§ **Input material**:
BEGIN

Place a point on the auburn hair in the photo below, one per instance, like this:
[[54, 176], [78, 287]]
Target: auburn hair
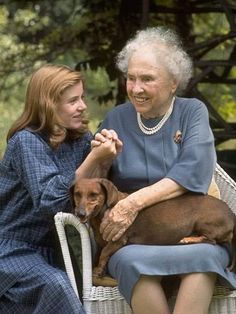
[[43, 93]]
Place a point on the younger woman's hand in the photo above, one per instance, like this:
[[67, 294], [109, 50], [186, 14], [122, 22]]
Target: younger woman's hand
[[107, 135]]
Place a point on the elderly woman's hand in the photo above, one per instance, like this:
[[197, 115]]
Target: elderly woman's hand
[[117, 220], [109, 136]]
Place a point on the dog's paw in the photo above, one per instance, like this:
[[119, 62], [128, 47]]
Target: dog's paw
[[98, 272]]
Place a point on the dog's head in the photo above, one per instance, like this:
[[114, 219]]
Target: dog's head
[[92, 196]]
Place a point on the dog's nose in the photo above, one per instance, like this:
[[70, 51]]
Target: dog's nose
[[81, 214]]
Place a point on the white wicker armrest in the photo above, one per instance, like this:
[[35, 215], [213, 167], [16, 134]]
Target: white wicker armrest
[[227, 187], [62, 219]]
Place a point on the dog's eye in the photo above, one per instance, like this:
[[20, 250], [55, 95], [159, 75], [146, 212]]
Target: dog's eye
[[93, 195]]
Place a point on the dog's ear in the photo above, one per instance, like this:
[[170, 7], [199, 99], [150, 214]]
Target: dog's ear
[[71, 193], [112, 192]]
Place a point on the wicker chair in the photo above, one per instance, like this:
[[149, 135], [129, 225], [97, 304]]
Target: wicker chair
[[108, 300]]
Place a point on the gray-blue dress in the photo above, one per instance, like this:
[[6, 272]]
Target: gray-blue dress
[[188, 159], [34, 184]]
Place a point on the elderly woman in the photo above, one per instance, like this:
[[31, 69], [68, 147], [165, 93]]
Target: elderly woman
[[168, 149]]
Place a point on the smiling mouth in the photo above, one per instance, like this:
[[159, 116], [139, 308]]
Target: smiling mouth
[[140, 99]]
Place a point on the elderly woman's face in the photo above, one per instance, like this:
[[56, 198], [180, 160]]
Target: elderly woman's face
[[72, 106], [149, 85]]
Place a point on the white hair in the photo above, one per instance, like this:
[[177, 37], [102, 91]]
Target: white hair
[[167, 46]]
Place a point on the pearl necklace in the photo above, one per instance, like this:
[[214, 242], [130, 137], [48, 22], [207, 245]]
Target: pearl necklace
[[156, 128]]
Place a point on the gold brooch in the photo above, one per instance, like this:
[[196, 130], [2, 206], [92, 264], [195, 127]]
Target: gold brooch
[[178, 137]]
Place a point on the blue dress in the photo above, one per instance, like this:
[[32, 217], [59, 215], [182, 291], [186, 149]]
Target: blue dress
[[34, 184], [188, 159]]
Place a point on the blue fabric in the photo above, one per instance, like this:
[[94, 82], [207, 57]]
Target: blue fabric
[[127, 264], [146, 159], [34, 186]]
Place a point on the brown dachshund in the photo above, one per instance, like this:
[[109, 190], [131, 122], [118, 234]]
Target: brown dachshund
[[189, 218]]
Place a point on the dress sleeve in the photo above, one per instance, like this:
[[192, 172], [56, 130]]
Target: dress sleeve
[[195, 164], [35, 164]]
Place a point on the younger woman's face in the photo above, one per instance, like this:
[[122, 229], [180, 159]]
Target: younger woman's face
[[71, 107]]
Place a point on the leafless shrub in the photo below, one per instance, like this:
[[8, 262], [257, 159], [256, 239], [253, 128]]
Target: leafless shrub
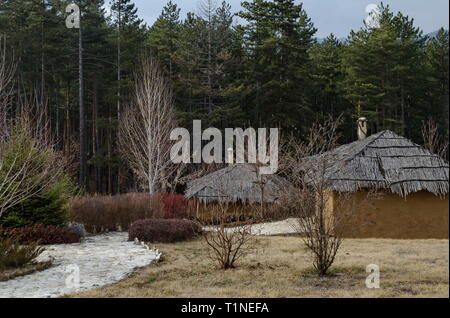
[[146, 125], [111, 213], [227, 245], [321, 226], [432, 140], [28, 162]]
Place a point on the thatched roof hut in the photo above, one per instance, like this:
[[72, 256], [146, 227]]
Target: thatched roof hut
[[237, 183], [414, 183], [386, 161]]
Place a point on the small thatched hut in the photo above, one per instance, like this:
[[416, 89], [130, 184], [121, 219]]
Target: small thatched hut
[[236, 183], [415, 183], [239, 185]]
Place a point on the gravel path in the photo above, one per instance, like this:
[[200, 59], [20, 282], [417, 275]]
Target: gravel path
[[100, 260]]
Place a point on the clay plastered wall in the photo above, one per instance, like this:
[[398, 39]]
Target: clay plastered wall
[[420, 216]]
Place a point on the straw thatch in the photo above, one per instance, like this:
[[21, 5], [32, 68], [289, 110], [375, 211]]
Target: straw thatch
[[386, 161], [239, 182]]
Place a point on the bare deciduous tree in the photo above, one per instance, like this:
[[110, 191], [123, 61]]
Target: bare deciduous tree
[[311, 198], [7, 71], [144, 131], [432, 140]]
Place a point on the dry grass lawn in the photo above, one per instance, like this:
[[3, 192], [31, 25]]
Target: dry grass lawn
[[281, 267]]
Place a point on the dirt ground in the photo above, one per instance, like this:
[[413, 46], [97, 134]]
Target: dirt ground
[[281, 267]]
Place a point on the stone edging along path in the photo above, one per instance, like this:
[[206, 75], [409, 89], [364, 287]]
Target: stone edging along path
[[97, 261]]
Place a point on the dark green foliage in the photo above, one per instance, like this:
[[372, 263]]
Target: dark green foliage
[[48, 208], [41, 234], [266, 71]]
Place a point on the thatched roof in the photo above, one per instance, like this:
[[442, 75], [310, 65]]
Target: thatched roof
[[387, 161], [237, 182]]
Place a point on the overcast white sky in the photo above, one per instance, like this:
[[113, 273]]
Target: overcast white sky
[[337, 16]]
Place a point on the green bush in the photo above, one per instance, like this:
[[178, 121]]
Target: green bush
[[13, 254], [48, 208]]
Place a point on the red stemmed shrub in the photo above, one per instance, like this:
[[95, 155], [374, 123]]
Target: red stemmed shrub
[[164, 230], [43, 234], [101, 214], [176, 206]]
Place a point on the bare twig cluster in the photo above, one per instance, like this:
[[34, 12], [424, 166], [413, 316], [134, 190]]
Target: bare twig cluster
[[433, 141], [227, 245]]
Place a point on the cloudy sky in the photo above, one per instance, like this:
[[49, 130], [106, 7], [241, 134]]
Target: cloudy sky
[[337, 16]]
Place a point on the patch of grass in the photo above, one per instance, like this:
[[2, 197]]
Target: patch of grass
[[281, 267], [26, 270]]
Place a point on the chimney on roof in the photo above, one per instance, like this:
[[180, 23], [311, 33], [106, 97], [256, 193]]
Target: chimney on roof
[[230, 156], [362, 128]]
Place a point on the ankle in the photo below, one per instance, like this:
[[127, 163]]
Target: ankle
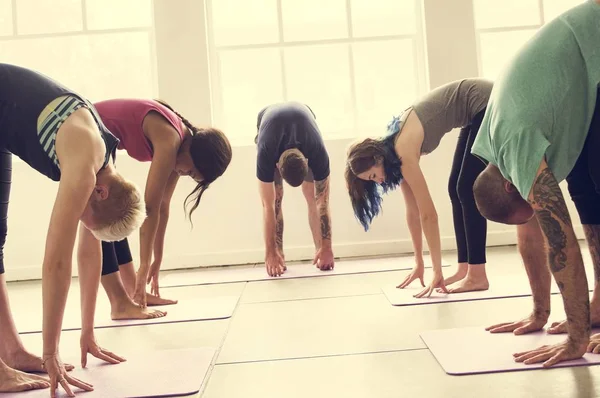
[[463, 268], [477, 271]]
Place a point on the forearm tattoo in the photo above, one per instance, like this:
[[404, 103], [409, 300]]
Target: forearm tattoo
[[551, 211], [322, 198], [278, 216], [553, 216], [592, 235]]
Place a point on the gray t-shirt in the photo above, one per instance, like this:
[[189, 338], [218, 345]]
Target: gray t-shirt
[[450, 106]]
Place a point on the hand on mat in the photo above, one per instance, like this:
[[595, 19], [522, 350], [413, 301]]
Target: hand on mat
[[438, 281], [58, 375], [417, 273], [275, 264], [532, 323], [324, 259], [594, 346], [553, 354], [90, 346], [153, 278]]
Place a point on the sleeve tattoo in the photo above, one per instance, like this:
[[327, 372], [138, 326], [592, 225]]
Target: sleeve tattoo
[[322, 198], [592, 234], [278, 215], [551, 210], [553, 216]]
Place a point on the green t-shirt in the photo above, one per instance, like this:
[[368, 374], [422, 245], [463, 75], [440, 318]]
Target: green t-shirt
[[543, 102]]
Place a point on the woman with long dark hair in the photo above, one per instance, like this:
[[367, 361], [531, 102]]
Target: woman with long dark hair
[[376, 166], [152, 131]]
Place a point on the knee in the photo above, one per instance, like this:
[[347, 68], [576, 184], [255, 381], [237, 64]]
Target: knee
[[308, 191], [453, 189], [464, 190]]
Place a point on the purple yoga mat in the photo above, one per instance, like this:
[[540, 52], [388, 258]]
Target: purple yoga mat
[[501, 287], [258, 273], [474, 350], [165, 373]]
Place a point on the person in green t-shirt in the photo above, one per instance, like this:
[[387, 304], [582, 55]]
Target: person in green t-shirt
[[542, 125]]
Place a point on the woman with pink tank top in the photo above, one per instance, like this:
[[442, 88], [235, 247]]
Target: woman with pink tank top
[[151, 131]]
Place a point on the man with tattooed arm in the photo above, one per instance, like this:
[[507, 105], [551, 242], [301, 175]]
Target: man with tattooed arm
[[542, 125], [290, 148]]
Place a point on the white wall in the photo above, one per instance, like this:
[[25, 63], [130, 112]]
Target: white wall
[[228, 224]]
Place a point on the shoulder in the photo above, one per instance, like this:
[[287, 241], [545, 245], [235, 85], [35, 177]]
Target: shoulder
[[410, 138]]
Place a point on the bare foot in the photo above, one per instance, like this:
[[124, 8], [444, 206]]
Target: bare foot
[[12, 380], [133, 311], [26, 362], [561, 327], [470, 284], [152, 299]]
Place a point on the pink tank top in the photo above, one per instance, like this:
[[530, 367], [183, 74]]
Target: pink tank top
[[124, 118]]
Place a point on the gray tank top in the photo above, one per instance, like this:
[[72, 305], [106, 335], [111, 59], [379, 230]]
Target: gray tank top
[[450, 106]]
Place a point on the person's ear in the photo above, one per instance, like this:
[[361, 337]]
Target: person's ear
[[100, 192], [509, 187]]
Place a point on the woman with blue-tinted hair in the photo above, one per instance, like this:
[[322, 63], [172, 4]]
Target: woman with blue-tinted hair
[[376, 166]]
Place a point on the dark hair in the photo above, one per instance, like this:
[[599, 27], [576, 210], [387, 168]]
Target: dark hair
[[211, 153], [293, 167], [366, 195]]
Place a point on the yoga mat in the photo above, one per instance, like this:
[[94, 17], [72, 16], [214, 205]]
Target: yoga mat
[[474, 351], [259, 273], [506, 286], [165, 373], [501, 287], [201, 309]]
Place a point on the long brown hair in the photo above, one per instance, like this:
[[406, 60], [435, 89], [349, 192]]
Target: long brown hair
[[366, 195], [211, 153]]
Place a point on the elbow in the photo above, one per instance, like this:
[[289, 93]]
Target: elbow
[[164, 210]]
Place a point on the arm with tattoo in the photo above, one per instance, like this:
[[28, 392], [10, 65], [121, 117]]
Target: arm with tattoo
[[279, 215], [322, 198], [564, 255]]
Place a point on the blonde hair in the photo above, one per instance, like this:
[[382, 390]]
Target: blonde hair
[[121, 213]]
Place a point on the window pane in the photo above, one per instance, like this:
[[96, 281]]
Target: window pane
[[314, 19], [6, 18], [383, 89], [250, 80], [319, 76], [553, 8], [492, 14], [117, 14], [35, 16], [98, 66], [383, 17], [237, 22], [498, 48]]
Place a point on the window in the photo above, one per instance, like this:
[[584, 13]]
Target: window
[[503, 30], [90, 46], [356, 63]]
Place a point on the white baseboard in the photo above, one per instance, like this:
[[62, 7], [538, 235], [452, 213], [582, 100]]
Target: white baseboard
[[299, 253]]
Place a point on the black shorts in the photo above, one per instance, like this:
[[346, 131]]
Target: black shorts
[[584, 179], [115, 254]]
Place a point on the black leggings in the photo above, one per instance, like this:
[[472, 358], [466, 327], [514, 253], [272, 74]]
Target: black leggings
[[115, 254], [5, 180], [470, 227], [584, 179]]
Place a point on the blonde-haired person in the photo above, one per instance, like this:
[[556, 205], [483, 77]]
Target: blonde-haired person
[[58, 133], [290, 148], [152, 131], [377, 165]]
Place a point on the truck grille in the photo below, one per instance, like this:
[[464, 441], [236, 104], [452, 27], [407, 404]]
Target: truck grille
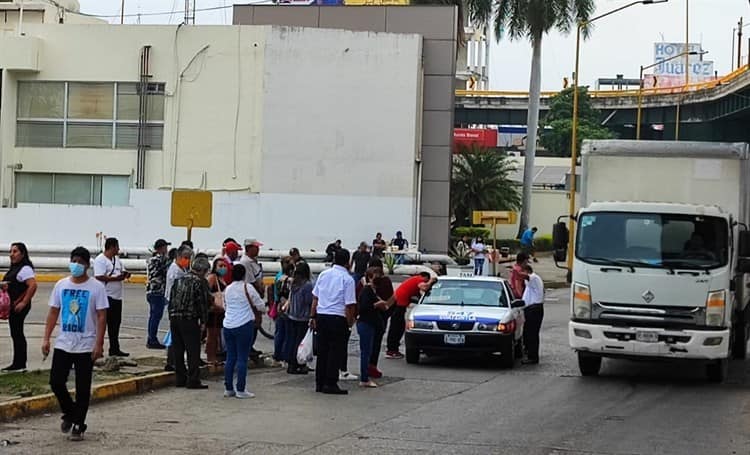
[[648, 315], [455, 325]]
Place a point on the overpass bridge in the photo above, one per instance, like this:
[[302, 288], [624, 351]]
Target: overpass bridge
[[718, 110]]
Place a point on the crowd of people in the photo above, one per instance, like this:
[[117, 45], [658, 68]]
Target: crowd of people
[[220, 302]]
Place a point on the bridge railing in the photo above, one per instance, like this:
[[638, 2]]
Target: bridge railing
[[655, 91]]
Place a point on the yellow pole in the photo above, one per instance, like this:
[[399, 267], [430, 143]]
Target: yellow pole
[[574, 148], [640, 106]]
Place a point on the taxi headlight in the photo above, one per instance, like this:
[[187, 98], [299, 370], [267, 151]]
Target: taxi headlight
[[420, 325]]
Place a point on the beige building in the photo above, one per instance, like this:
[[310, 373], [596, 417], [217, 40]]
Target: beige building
[[98, 124]]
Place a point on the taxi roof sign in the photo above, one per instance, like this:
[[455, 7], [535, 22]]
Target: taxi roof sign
[[192, 208]]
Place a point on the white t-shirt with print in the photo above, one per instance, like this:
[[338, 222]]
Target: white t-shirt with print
[[78, 304], [237, 308], [104, 266]]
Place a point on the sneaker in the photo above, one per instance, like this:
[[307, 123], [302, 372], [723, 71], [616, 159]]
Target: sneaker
[[77, 433], [243, 395], [346, 376], [66, 425], [373, 372]]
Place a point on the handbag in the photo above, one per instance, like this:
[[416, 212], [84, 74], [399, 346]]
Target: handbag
[[4, 305]]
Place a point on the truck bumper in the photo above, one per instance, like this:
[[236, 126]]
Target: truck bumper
[[618, 341]]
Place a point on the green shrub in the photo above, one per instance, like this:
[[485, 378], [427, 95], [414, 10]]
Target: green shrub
[[472, 232]]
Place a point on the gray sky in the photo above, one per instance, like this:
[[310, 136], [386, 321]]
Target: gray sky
[[618, 44]]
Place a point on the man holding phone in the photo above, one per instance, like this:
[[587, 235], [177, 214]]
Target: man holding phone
[[109, 270]]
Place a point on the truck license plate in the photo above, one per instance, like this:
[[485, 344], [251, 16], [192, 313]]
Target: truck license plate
[[647, 337], [452, 338]]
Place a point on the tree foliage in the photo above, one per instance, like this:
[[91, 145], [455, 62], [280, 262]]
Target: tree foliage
[[556, 136], [481, 181]]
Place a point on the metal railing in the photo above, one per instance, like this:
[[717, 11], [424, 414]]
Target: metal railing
[[682, 89]]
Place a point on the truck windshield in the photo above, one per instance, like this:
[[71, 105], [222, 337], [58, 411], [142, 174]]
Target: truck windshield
[[653, 240]]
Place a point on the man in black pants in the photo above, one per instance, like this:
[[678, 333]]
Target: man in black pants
[[188, 310], [333, 311], [80, 304], [109, 270]]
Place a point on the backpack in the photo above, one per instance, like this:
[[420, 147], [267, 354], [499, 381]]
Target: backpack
[[4, 305]]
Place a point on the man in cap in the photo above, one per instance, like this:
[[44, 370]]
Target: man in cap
[[253, 268], [188, 311], [156, 270]]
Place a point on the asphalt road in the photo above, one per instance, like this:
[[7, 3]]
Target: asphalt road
[[440, 406]]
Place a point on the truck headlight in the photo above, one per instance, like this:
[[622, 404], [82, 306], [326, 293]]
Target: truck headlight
[[581, 301], [715, 304]]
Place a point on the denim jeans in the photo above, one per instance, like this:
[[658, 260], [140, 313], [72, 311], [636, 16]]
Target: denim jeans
[[478, 266], [239, 341], [156, 305], [366, 337], [280, 339]]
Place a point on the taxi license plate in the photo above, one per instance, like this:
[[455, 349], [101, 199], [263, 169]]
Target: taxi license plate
[[452, 338], [647, 337]]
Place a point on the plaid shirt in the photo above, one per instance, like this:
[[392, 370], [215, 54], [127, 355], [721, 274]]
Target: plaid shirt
[[190, 298], [157, 274]]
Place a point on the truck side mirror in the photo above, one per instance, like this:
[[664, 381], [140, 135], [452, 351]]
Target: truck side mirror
[[744, 244]]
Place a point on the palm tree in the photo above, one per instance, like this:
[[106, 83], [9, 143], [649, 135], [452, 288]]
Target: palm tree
[[530, 19], [481, 181]]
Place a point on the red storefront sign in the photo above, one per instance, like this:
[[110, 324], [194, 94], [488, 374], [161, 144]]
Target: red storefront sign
[[470, 136]]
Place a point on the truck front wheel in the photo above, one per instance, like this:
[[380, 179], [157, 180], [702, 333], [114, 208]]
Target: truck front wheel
[[589, 364]]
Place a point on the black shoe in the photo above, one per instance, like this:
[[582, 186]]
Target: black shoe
[[199, 386], [77, 433], [334, 391], [65, 425]]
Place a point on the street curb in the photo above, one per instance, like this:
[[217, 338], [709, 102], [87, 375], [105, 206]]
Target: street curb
[[25, 407]]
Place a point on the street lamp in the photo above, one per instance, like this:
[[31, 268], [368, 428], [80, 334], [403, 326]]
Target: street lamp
[[640, 87], [574, 142]]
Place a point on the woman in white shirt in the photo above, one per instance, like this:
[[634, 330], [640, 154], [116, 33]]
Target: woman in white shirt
[[243, 308], [478, 249]]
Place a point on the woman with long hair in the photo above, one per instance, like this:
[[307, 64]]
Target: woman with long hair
[[20, 283], [300, 303], [217, 284]]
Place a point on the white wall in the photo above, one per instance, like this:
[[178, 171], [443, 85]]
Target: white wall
[[279, 220], [304, 135]]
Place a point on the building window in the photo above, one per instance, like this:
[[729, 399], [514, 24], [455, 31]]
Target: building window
[[88, 114], [72, 189]]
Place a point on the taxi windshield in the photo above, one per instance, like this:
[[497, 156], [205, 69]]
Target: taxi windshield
[[466, 292]]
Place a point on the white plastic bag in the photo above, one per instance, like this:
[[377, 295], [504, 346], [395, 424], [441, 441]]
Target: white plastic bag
[[305, 349]]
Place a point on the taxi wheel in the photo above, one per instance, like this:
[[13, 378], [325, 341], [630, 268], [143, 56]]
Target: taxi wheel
[[412, 355]]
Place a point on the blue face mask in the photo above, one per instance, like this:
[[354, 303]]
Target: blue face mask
[[76, 269]]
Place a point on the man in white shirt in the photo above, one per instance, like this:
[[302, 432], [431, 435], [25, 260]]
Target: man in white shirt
[[80, 304], [533, 295], [109, 270], [332, 314]]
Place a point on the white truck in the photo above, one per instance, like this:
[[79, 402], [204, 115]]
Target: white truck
[[661, 253]]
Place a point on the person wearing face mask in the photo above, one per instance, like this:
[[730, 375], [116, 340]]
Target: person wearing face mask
[[156, 269], [217, 284], [177, 270], [80, 305]]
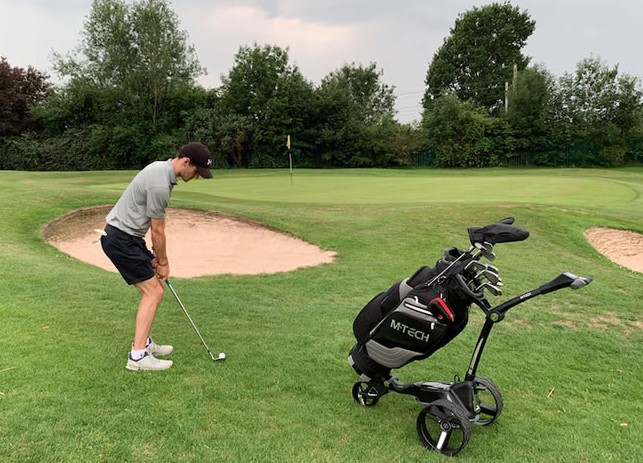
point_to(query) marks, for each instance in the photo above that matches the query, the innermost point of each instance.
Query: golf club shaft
(196, 330)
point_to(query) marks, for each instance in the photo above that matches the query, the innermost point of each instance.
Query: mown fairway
(568, 364)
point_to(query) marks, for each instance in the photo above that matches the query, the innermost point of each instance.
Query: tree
(530, 112)
(460, 134)
(263, 89)
(478, 57)
(20, 90)
(356, 126)
(137, 49)
(600, 109)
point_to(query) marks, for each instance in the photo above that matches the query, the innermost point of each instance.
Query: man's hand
(162, 270)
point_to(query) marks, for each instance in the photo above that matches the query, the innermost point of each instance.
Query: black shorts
(129, 254)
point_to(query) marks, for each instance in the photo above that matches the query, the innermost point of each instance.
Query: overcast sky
(400, 36)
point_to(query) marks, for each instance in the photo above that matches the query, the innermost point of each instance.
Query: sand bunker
(198, 243)
(623, 247)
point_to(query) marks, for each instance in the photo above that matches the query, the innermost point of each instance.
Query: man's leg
(151, 295)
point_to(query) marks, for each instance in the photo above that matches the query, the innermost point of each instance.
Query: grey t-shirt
(145, 198)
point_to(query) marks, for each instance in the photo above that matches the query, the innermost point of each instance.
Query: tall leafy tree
(20, 90)
(138, 49)
(530, 112)
(461, 134)
(266, 94)
(479, 55)
(600, 109)
(356, 124)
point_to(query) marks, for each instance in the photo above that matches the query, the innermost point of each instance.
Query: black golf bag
(413, 319)
(422, 313)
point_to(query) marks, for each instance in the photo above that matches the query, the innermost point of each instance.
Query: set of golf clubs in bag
(421, 314)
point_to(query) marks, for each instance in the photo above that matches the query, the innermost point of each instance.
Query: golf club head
(492, 289)
(495, 290)
(476, 266)
(493, 278)
(486, 251)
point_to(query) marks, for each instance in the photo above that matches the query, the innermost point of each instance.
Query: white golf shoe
(148, 363)
(159, 351)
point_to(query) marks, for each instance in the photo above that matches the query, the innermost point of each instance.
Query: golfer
(140, 208)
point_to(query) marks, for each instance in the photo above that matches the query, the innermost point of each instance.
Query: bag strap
(442, 307)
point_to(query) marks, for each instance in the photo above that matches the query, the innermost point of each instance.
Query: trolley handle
(564, 280)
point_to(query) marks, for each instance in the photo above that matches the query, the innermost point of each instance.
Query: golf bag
(422, 313)
(411, 320)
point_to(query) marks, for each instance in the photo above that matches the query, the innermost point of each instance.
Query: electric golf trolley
(421, 314)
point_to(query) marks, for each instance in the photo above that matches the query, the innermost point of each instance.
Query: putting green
(364, 189)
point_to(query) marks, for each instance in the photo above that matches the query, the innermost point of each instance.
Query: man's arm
(160, 250)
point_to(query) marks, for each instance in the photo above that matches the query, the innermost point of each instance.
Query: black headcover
(497, 233)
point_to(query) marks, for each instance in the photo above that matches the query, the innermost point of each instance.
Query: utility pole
(513, 84)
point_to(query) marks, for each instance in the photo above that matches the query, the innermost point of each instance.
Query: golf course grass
(568, 364)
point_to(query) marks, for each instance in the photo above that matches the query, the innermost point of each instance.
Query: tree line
(130, 96)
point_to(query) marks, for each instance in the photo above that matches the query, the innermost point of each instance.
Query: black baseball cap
(200, 156)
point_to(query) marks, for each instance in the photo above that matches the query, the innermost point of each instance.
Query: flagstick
(289, 157)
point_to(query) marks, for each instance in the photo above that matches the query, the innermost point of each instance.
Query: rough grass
(568, 364)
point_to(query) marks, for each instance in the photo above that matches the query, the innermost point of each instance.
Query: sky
(400, 37)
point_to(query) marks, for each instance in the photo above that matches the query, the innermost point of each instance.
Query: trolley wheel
(444, 426)
(365, 394)
(487, 401)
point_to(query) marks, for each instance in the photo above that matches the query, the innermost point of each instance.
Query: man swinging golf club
(140, 208)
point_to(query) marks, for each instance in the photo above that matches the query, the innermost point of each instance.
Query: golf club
(491, 288)
(493, 277)
(486, 250)
(215, 359)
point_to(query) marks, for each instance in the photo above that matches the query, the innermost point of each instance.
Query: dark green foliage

END

§ **Task directions**: Find the line with "Place a point on the man in cap" in the material above. Reproduce it and each line after it up to and including the line with "Place a point on the plaid".

§ **Exercise result**:
Place a point on the man in cap in the photo above, one per instance, like this:
[[44, 370]]
Target: man in cap
[[253, 268], [188, 311], [156, 270]]
Place a point on the asphalt road in the photo above, one per instance, like this:
[[7, 3]]
Target: asphalt road
[[440, 406]]
Place a point on the truck headlight in the photo above, one per instance, like this:
[[622, 404], [82, 306], [326, 293]]
Target: truck headlight
[[581, 301], [715, 304]]
Place a point on the denim jeans in the photo above, one per instance, like this:
[[658, 260], [140, 313], [72, 311], [636, 16]]
Target: denim jeans
[[478, 266], [239, 341], [156, 305], [366, 337], [280, 339]]
Place a point on the taxi license plate in the photo above, one per instance, like this:
[[455, 349], [101, 199], [263, 169]]
Target: taxi license plate
[[452, 338], [647, 337]]
Place a point on the plaid shirt in the photo above, one per instance, like this:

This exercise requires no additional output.